>> Start Provided entries

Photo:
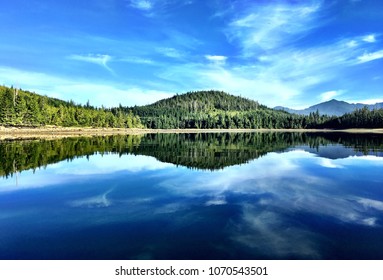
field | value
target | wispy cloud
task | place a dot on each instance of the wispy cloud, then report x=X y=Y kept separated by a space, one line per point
x=268 y=26
x=330 y=94
x=216 y=59
x=99 y=59
x=102 y=93
x=366 y=57
x=171 y=52
x=369 y=38
x=141 y=4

>> End Provided entries

■ Written problem
Update the data above by putting "cirrus streak" wherever "wispy cloud" appears, leaving everything else as it is. Omit the pictures from what you return.

■ Task result
Photo:
field | value
target | cirrus streak
task | place a dot on each instance of the cirrus streak, then report x=X y=Y kept separated by a space, one line per point
x=268 y=26
x=330 y=94
x=216 y=59
x=99 y=59
x=102 y=93
x=366 y=57
x=171 y=52
x=369 y=38
x=141 y=4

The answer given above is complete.